Directions for this task: Copy the listing below word for word, from the line containing "For this challenge, identify the rear wheel" through the last line of the listing, including both of those lines.

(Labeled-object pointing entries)
....

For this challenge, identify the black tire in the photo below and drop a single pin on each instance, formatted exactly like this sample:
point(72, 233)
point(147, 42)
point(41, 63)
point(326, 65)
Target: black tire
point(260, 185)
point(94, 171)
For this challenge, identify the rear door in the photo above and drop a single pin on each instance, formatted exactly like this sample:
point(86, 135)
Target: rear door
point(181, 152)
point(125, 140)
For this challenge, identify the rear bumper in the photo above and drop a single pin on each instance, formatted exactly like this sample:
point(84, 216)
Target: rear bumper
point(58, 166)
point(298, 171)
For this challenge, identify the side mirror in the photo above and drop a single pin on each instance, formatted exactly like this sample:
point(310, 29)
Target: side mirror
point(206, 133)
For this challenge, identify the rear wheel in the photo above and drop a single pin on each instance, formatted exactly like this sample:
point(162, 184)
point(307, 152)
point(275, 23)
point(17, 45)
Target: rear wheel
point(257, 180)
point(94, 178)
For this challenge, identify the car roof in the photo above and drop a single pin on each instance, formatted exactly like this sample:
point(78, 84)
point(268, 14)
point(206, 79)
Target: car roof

....

Written response:
For this challenge, identify the rear wheel in the photo above and drop a single pin on each instance, formatted exactly like this sample:
point(162, 184)
point(307, 152)
point(275, 23)
point(17, 45)
Target: rear wheel
point(257, 180)
point(94, 178)
For this challenge, identify the car roof in the photo above and drop a single pin on each instance, formatted exactly like this sample:
point(78, 84)
point(268, 14)
point(206, 79)
Target: car roof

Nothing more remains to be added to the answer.